필요한 작업 »
"[segment] palm tree" 문구가 들어 있는 줄부터 아래로 "153], [59, 144]]]" 문구가 들어 있는 줄까지의 자료를 열 이름이 입력과 출력인 두 열짜리 CSV로 옮겨 주시겠어요? 자료 하나마다 한 행을 두어 그 본문은 입력에, 답은 출력에 큰따옴표로 감싼 필드 하나씩으로 넣고, 줄바꿈은 공백으로 바꿔 주세요.

입력 자료 »
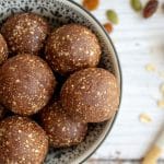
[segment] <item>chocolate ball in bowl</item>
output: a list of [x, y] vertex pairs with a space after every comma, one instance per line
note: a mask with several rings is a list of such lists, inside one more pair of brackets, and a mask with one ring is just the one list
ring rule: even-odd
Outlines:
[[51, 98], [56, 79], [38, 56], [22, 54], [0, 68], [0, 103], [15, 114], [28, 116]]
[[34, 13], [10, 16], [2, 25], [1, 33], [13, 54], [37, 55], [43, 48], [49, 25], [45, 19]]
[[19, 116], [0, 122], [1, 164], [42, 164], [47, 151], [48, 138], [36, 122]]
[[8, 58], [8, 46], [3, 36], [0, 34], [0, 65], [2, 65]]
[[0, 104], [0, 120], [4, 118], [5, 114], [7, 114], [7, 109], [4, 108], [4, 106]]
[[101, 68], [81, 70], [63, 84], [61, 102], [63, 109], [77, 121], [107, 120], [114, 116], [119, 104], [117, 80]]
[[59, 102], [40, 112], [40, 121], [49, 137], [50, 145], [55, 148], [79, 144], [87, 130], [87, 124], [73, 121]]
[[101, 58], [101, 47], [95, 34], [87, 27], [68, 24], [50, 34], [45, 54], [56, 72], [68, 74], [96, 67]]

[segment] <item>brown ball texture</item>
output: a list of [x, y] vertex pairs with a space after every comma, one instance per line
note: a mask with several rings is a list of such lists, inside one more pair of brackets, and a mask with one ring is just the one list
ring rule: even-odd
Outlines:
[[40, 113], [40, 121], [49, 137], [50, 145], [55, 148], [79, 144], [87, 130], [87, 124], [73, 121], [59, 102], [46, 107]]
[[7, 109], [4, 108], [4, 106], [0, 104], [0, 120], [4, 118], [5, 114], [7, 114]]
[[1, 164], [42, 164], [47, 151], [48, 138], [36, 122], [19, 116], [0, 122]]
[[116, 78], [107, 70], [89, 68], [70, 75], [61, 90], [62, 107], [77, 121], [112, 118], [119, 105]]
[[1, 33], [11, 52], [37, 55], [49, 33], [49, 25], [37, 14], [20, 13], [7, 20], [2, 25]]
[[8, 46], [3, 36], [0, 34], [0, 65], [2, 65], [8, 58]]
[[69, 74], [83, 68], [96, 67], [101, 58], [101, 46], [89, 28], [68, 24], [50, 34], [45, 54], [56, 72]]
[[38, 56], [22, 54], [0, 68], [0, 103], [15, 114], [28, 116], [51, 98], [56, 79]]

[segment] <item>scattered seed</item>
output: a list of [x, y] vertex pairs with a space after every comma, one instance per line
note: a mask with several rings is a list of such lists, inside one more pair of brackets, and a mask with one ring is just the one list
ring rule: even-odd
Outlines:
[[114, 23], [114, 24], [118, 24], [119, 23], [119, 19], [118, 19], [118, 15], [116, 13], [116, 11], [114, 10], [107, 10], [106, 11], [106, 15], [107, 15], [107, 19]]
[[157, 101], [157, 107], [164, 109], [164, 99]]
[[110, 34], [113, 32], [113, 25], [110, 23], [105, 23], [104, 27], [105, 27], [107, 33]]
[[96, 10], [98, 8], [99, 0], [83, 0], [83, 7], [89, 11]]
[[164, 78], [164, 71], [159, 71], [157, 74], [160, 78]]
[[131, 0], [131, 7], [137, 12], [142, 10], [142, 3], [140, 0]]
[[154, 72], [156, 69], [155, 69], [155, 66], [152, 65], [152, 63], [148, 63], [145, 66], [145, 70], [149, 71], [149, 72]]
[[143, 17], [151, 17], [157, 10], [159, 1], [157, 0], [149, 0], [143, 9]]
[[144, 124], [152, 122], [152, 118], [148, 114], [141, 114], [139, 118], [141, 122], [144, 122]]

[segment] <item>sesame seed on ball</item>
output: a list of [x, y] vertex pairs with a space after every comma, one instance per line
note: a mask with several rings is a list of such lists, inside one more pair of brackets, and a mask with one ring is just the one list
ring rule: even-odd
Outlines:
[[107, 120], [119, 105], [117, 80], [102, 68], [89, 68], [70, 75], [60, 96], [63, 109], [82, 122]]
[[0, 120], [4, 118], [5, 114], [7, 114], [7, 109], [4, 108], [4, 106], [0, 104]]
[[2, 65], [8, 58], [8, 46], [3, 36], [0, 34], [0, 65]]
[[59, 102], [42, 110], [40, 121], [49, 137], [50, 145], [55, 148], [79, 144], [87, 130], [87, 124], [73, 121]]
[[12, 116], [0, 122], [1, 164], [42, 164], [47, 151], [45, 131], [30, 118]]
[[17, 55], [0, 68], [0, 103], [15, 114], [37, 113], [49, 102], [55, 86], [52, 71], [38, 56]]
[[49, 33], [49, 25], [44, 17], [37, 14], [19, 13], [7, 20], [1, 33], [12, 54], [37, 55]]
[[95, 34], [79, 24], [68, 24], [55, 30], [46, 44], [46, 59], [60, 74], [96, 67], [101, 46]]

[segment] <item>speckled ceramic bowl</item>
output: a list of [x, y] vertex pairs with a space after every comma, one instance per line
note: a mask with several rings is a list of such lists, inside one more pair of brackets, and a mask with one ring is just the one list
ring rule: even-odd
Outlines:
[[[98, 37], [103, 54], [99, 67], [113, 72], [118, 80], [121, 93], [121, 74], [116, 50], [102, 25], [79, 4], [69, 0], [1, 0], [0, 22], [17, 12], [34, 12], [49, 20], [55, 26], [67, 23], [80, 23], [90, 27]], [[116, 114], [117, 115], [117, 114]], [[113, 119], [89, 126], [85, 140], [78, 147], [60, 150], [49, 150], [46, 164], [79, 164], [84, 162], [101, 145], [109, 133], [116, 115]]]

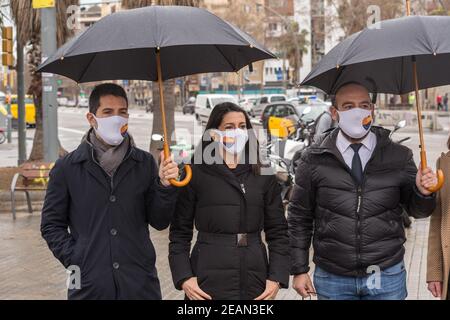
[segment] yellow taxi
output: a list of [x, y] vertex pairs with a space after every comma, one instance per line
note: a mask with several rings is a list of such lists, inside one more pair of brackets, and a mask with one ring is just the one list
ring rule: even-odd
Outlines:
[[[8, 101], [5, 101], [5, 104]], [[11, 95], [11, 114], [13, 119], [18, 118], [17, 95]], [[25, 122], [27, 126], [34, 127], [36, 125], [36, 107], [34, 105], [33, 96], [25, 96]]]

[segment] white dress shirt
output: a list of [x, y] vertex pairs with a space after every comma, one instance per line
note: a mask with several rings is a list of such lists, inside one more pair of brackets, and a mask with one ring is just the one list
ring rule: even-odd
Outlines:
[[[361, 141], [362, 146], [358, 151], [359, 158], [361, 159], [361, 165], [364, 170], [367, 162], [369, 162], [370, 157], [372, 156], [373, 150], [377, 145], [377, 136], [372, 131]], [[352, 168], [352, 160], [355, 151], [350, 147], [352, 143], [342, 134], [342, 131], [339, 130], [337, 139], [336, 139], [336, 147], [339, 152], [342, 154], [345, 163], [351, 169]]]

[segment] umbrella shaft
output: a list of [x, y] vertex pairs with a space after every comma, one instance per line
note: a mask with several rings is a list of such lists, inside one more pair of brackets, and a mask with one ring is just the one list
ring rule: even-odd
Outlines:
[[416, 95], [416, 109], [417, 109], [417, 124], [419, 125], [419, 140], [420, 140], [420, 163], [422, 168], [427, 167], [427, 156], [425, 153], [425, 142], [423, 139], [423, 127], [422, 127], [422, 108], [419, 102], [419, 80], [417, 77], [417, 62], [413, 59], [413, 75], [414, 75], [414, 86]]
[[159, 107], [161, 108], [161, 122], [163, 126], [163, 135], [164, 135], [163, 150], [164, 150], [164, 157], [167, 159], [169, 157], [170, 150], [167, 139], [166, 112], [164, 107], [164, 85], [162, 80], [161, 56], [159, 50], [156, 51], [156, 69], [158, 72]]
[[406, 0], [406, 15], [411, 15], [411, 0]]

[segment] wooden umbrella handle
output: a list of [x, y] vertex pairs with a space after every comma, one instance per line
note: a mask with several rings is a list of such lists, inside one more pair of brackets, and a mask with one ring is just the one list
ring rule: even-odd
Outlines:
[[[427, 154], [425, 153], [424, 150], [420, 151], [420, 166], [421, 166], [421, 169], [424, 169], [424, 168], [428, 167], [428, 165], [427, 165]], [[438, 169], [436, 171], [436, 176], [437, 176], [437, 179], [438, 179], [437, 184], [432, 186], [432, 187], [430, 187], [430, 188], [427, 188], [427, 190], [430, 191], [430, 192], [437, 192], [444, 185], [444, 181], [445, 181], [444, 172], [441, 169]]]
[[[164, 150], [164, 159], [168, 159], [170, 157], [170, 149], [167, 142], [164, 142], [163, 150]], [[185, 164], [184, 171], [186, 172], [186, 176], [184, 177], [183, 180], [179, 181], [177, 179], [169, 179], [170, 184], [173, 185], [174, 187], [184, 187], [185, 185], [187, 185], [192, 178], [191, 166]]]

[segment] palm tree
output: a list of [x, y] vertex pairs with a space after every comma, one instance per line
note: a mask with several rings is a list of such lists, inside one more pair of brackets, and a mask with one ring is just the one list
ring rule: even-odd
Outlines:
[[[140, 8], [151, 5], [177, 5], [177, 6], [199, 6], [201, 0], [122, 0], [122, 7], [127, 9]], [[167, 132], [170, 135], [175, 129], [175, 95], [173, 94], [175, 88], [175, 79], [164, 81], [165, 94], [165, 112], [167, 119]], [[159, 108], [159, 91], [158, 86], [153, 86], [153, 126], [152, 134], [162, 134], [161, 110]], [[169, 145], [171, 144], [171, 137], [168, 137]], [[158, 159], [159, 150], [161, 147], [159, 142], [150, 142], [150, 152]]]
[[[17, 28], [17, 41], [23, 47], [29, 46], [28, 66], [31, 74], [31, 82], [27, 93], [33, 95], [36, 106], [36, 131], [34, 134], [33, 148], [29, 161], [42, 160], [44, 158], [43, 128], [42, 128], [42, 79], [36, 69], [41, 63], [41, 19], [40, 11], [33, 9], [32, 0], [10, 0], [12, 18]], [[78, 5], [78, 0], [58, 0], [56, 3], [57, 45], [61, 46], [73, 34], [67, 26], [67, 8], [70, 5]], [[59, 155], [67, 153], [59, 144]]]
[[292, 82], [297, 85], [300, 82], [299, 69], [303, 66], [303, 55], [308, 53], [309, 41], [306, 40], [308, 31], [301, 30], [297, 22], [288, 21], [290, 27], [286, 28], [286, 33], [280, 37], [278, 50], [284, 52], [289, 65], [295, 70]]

--

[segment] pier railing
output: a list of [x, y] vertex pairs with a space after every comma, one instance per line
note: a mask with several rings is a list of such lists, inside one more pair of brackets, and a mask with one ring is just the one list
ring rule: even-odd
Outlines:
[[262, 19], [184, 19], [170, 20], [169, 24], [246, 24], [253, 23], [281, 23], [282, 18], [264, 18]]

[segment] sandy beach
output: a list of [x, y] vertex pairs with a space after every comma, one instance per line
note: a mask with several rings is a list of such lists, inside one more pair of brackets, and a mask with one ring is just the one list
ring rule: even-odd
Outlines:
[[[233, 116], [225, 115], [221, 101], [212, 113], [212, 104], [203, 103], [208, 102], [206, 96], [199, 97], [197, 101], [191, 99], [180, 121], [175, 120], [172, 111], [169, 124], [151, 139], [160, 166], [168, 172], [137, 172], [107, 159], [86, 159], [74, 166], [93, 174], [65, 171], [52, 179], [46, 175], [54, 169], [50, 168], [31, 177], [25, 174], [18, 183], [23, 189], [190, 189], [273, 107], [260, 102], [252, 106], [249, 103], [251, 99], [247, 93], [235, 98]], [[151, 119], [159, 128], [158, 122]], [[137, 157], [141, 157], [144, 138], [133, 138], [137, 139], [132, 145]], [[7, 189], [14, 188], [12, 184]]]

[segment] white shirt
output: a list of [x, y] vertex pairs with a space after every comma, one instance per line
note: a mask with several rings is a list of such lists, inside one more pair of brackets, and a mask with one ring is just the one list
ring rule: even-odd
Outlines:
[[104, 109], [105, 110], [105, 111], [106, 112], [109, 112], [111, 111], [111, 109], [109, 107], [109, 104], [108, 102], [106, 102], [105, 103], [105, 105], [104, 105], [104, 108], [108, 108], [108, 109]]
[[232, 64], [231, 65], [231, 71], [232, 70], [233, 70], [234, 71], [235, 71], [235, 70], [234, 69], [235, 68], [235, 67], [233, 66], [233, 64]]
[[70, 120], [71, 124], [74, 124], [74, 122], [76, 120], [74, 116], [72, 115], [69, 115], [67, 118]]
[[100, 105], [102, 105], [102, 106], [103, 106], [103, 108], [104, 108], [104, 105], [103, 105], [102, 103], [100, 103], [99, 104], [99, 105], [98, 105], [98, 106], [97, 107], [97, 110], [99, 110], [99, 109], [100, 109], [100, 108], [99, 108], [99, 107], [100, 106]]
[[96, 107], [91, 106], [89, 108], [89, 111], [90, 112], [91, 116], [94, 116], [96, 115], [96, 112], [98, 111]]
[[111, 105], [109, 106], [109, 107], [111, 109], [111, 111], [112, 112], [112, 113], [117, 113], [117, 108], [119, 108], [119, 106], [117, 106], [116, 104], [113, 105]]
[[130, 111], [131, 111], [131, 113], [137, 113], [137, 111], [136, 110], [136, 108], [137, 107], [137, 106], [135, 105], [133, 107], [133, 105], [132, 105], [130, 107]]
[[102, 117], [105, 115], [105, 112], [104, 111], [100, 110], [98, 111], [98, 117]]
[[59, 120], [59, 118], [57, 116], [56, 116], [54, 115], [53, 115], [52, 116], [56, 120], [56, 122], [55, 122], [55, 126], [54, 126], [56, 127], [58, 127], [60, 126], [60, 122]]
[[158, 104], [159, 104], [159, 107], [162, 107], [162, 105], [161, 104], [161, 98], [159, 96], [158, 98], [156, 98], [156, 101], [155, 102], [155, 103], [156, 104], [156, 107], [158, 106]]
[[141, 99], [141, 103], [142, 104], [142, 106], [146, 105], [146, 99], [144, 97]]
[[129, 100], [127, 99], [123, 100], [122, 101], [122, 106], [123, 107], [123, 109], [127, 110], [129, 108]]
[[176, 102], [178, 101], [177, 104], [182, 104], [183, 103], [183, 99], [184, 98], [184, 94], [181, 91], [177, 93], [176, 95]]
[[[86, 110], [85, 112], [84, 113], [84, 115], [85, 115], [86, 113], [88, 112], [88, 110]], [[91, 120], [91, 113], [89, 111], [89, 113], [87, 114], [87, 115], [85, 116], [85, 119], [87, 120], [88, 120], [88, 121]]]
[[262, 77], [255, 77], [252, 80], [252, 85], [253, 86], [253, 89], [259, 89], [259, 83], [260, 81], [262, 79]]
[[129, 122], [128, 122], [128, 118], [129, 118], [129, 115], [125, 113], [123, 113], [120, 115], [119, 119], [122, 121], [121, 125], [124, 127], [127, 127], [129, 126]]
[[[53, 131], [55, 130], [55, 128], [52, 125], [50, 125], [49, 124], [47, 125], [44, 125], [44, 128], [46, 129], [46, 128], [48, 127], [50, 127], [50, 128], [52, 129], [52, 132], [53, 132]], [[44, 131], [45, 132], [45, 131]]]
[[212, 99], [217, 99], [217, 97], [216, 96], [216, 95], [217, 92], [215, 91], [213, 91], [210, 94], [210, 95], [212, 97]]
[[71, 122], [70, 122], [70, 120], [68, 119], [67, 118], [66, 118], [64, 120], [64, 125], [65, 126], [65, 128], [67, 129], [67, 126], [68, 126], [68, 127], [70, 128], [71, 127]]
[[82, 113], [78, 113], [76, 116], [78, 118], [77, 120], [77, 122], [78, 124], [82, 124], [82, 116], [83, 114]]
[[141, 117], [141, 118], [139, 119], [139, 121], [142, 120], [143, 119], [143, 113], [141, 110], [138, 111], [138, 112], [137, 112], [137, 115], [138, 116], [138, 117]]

작업 결과 »
입력,출력
"[segment] palm tree output: a list of [x, y] vertex pairs with a space after every comma, one instance per line note: a mask with several rings is a list of such lists, inside one more pair of brackets, and a mask with one ring is just the one list ring rule: even-odd Outlines:","[[[140, 8], [151, 5], [177, 5], [177, 6], [199, 6], [201, 0], [122, 0], [122, 7], [127, 9]], [[167, 132], [170, 135], [175, 129], [175, 95], [173, 94], [175, 88], [175, 79], [164, 81], [165, 94], [165, 112], [167, 119]], [[159, 108], [159, 91], [158, 86], [153, 86], [153, 126], [152, 134], [162, 134], [161, 110]], [[169, 145], [171, 144], [171, 137], [168, 137]], [[158, 159], [159, 150], [161, 147], [159, 142], [150, 142], [150, 152]]] [[[17, 28], [17, 41], [23, 47], [29, 46], [28, 66], [31, 74], [31, 82], [27, 93], [33, 95], [36, 106], [36, 131], [34, 134], [33, 148], [29, 161], [42, 160], [44, 158], [43, 128], [42, 128], [42, 79], [36, 69], [41, 63], [41, 19], [40, 11], [33, 9], [32, 0], [10, 0], [12, 18]], [[78, 5], [78, 0], [58, 0], [56, 3], [57, 45], [61, 46], [73, 34], [67, 26], [67, 8], [70, 5]], [[59, 155], [67, 153], [59, 144]]]"